- ACTIVITY
All of the records must be restated exactly, with every line complete.

- RECORDS PROVIDED
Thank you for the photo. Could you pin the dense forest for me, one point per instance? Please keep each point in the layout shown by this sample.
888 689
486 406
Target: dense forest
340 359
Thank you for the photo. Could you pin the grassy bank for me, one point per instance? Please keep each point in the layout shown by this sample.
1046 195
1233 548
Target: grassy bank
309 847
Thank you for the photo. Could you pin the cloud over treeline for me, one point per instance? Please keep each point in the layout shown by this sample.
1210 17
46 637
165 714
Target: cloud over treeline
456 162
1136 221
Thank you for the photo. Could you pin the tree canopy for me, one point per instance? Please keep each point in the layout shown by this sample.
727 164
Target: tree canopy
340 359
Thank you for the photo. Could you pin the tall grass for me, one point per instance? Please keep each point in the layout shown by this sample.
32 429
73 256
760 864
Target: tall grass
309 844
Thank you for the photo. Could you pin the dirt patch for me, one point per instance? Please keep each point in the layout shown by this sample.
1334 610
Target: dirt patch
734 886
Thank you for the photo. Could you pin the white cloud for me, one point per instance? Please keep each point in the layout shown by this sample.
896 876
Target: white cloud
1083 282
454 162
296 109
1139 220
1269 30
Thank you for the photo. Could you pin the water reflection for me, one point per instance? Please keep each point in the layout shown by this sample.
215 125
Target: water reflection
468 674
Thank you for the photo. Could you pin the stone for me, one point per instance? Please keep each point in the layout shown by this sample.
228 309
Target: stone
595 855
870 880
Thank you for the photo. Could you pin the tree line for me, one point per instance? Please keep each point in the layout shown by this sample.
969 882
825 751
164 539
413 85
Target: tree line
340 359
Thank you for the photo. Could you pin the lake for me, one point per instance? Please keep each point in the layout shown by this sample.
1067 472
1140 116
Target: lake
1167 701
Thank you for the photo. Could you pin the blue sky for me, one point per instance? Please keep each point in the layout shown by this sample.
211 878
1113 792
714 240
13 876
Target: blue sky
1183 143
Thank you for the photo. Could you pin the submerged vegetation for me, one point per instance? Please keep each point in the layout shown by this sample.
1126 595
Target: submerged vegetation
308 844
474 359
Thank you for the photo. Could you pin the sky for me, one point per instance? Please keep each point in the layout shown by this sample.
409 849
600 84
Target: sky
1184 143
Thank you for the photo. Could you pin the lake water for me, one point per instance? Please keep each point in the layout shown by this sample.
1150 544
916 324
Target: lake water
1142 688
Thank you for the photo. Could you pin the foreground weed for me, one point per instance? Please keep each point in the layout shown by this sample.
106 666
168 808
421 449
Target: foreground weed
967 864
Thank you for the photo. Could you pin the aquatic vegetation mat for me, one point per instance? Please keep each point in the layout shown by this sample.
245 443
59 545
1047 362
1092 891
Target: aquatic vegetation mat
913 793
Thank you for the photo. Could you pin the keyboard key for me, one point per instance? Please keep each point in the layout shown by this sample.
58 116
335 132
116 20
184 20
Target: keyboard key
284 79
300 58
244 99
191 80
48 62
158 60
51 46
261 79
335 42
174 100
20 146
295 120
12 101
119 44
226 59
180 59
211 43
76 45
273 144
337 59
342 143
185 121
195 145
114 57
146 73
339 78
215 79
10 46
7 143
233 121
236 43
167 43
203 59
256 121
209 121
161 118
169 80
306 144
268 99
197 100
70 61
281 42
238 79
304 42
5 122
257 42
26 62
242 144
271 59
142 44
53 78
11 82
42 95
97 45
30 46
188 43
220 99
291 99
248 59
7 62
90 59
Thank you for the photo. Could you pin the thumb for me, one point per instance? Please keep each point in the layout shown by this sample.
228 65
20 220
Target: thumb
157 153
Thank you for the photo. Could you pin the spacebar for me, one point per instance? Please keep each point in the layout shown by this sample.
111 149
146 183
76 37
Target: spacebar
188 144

- COMPLETED EXERCISE
Thank you for the photo. Could you pin the dense forest for me, one point per instance? Please keep each point in the layout shown by this sample.
888 689
486 406
Target: dense forest
340 359
Thank you for the photo. Could you pin the grassy bank for me, one point per instance? Please keep each point in the layout shown by this sample.
1046 195
1233 548
Target: grassy bank
309 847
Thank you for the photo. Could you pin the cloud over treeline for me, one point per instance? Please keep each point in the layout shown by this sample.
1210 17
46 637
165 714
Target: cloud over treeline
456 162
1136 221
Thank you for the photo. Could you pin the tree canopy for me, one point per instance? Please keep each point in the layout shown by this sample.
727 164
Target: tree canopy
340 359
Thank you for the photo. Could you pin the tall grass for me, one point per instance? Please keep each point in the layout shown by this sample.
32 429
73 256
760 864
Target: tall grass
309 844
Thank you for the photo. Could you pin the dirt patch for me, one point per instance? Please keep each point in the layout shown by this sample.
1334 610
Target: dirt patch
734 886
Thank you for the photo. Could you pin the white cloud for me, one point per instance? Please keep each point in the layout shown by this sample.
896 876
Target: white cloud
1083 282
454 162
296 109
1139 220
1269 30
Thank you for the photo. Could you pin the water reflection for me, one point per instance? Please keep each point in the layout shown by this sample.
215 125
Target: water reflection
468 674
Thank you for the photo. Could you pin the stone for me, one point per instance? Please keep each point in the layout shown by this sample.
228 309
Target: stone
595 855
870 880
Thank you for the photo. Could you pin the tree line for me, one point per instance? Please keep each point in the layout shown by this sample.
969 882
825 751
164 539
413 85
Target: tree line
340 359
Thank you for the photo. Could you pin the lake for me, one point per instance? Please keep each point in the layout shown by this sample.
1067 472
1140 116
Target: lake
1167 701
Thank you for the photo. Could you pin the blue sky for me, one point per instance? Please keep each point in the layout shown by this sample.
211 878
1113 792
714 240
13 876
Target: blue sky
1183 143
Thank you for the photo. Could you pin the submerged vegetation for me, one point per instance? Please keep each point in the layout shown by this sample.
1126 595
Target: submerged vegetation
308 844
474 359
Thank you for the photo. Could you pin the sky for me, one point per instance? Please keep each point in the layout shown by this sample.
409 849
600 84
Target: sky
1184 143
Thank you for the photo. Could you pin the lake water for me, one point per instance? Please keep each point in the layout shown by this sample.
1150 544
916 324
Target: lake water
1142 688
Thank you for the photo. Could you pin the foreground weed for me, one point per instance? Please keep each point in the layout shown by this sample.
106 666
168 808
421 449
Target: foreground weed
967 864
Thank you for the photo. Could you pin the aquatic vegetation mat for me, one point per instance? Please keep each point in the layout shown by this sample.
245 443
59 545
1047 362
1092 891
Target: aquatic vegetation mat
913 793
Thank you for the photo. Could you pin the keyboard key for me, one point per instance? Please keep each point in the layout shown by this sample.
58 116
335 132
116 20
184 20
Target: keyboard key
284 79
300 58
244 99
191 80
48 62
158 60
51 46
261 79
335 42
174 100
20 146
295 120
12 101
119 44
226 59
180 59
211 43
76 45
273 144
337 59
342 143
185 121
195 145
114 57
146 73
339 78
215 79
10 46
7 143
233 121
236 43
167 43
203 59
256 121
209 121
161 118
169 80
306 144
268 99
197 100
70 61
281 42
238 79
304 42
5 122
257 42
26 62
242 144
271 59
142 44
53 78
11 82
42 95
97 45
30 46
188 43
220 99
291 99
248 59
7 62
90 59
Thank you for the photo. Could you pin the thumb for me, one point per instance? Please keep each point in the layout shown by this sample.
228 65
20 220
Target: thumb
157 153
Thank you for the photo. Could you pin the spacebar for me, one point per instance? Please keep each point in the layout shown by this sample.
111 149
146 183
76 37
Target: spacebar
188 144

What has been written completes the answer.